The first thing I learned about putting 5% Fluorouracil on my horse was that I was never allowed to get it on myself. 5-FU is a chemotherapy medication, so it’s basically a hazardous material. It comes in two plastic “transport bags” with yellow warnings that say “Caution: Chemotherapy Material” and “observe safety precautions for handling and administration.” My vet told me to wear gloves on both hands when administering it.
The second thing I learned about putting 5% Fluorouracil on my horse is that I never should have told my mother about it. She wants me to wear double gloves on both hands and long sleeves. I’m just waiting for her to suggest a gas mask and a hazmat suit. I honestly think she’d prefer if I just had my hands amputated and replaced with metal tongs.
(Pro-tip: if you’re lost right now and have no idea why we’re discussing equine skin cancer instead of some ineffective natural deodorant powder, I suggest you go back to the beginning for a recap.)
The 5FU comes in a small tube and looks like lotion…except for the warnings all over the front. Other than that, just like lotion. It works by attacking cancerous and pre-cancerous cells in the skin. This form of chemotherapy is unique in that it is supposed to only attack diseased cells, leaving healthy cells unaffected. You can determine which areas of tissue are cancerous by how they react when the 5-FU is applied; healthy skin should have no reaction, while cancerous tissue should become irritated.
I began using 5-FU to treat the lesion on Hawk’s nose on November 26, 2016. The Fluorouracil works in cycles. To begin, my vet instructed that I apply a small amount (think dime-sized) to Hawk’s lesion once a day until the area becomes too irritated to continue. I asked how I would know when that was, and my vet replied, “oh, he’ll let you know.” Surprisingly, though, Hawk is pretty good about it. I’d like to think this is because he’s so well trained and really likes me, but he’s probably just gotten used to me antagonizing his nose by now. That’s not to say that he loves getting the medicine, and although he doesn’t typically act up, I usually can tell when he’s had enough. Once, he actually ran in the opposite direction when he saw me coming with the tube – no signals were mixed that day.
After stopping treatment, I allow the lesion to rest for a few weeks, and I apply an antiseptic – usually Neosporin. Once a scab forms and then falls off, I let the lesion rest for just a few more days before beginning again with the 5-FU. Each cycle typically takes between four and six weeks. The treatment is to continue in these “on”/”off” cycles until the cancer is hopefully eradicated. We have completed 10 rounds so far, and I am about to begin the eleventh in the next few days. As an example, this is a photo progression of Round 1. In this 38-day cycle, Hawk spent 12 days on chemotherapy, and the scab fell off on Day 29. Photos are labeled “CHEMO” and “REST” to indicate days on and off of the 5-FU.
People often ask me if Hawk’s nose is getting any better. Well, it’s definitely changing, but I don’t know that I would describe it as “better.” Before we started treatment, the sore was a raw and lumpy mass of hard, leathery tissue. Now, it’s gotten smaller, and it’s opened up into what I call a “crater,” which has a nasty odor and drains constantly. The vet tells me however, that this “eating away” of the flesh is likely a good sign that the chemotherapy is working. Here’s a comparison of what the sore looked like when we first began and what it looks like now. That dark area in the second picture is the opening that I call the “crater.”
____
## WORK REQUIRED
In the text on treating a horse's skin cancer, reproduce the part that opens with the words containing "The second thing" and closes with "with metal tongs.", substituting "my father" for "my mother".
____
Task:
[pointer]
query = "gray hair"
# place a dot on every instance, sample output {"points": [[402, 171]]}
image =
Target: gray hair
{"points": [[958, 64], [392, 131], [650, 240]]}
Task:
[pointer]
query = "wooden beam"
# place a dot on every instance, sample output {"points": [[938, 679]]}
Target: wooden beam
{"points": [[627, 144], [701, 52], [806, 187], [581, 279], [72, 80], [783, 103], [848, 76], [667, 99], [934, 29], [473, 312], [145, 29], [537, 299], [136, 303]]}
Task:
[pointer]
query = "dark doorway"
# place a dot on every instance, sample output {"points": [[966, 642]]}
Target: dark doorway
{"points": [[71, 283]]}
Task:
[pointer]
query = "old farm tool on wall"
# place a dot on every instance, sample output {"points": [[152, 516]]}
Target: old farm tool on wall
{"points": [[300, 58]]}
____
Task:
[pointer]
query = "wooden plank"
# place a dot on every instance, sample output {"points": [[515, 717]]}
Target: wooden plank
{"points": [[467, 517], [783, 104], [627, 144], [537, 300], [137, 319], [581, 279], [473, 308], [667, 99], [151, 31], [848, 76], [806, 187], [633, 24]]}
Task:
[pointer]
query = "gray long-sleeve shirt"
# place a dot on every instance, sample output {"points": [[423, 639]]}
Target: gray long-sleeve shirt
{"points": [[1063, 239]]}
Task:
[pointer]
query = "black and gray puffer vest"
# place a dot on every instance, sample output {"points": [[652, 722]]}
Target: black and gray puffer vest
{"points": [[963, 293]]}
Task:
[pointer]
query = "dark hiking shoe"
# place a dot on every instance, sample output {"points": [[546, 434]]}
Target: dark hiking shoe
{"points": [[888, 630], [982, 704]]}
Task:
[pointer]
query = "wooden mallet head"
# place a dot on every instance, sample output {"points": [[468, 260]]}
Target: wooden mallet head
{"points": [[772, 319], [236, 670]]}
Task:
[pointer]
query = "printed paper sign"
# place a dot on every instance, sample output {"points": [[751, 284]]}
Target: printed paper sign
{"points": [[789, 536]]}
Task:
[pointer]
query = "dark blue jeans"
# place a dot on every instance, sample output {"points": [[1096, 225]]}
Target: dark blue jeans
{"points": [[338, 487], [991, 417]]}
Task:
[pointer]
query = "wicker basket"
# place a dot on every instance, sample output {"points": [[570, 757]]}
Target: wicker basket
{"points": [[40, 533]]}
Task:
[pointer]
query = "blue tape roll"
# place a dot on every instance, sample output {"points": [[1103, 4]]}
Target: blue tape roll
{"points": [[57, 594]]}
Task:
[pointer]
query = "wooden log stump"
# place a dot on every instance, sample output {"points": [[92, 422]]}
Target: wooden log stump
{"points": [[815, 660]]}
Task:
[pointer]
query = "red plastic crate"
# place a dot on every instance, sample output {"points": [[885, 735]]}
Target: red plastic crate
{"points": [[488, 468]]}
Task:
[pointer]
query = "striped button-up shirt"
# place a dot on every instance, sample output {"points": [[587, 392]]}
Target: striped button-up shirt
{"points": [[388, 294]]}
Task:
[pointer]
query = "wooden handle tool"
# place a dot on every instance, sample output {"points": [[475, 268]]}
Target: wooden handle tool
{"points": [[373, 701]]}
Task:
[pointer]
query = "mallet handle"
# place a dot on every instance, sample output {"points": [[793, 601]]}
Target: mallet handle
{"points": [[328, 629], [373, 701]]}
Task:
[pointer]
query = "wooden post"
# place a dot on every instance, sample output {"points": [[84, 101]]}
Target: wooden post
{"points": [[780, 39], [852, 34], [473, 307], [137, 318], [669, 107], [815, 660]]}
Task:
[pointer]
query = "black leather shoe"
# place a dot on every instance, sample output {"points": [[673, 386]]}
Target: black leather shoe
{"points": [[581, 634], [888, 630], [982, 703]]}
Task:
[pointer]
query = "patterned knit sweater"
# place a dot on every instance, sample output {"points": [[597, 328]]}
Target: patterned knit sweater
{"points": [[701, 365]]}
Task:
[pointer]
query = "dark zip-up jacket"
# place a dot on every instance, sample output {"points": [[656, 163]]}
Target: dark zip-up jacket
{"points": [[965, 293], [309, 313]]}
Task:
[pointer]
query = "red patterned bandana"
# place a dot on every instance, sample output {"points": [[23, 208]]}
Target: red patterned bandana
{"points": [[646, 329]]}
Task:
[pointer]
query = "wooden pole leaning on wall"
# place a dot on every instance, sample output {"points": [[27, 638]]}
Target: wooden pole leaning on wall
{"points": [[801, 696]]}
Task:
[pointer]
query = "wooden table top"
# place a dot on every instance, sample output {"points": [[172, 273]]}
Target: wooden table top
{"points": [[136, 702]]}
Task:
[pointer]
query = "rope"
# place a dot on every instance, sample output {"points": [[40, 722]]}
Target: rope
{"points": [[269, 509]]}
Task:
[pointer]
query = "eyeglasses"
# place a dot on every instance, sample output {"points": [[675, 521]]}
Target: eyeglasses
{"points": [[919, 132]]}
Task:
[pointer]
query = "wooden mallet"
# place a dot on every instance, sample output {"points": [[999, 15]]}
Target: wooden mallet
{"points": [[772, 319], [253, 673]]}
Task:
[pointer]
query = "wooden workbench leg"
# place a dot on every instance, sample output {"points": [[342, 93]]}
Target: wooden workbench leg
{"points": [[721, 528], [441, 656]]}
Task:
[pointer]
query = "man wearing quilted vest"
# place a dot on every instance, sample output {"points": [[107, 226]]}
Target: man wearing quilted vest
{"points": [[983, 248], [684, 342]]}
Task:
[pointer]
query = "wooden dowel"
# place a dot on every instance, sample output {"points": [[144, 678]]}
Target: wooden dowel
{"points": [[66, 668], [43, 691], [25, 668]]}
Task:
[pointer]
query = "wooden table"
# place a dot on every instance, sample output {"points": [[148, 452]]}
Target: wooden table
____
## ANSWER
The second thing I learned about putting 5% Fluorouracil on my horse is that I never should have told my father about it. She wants me to wear double gloves on both hands and long sleeves. I’m just waiting for her to suggest a gas mask and a hazmat suit. I honestly think she’d prefer if I just had my hands amputated and replaced with metal tongs.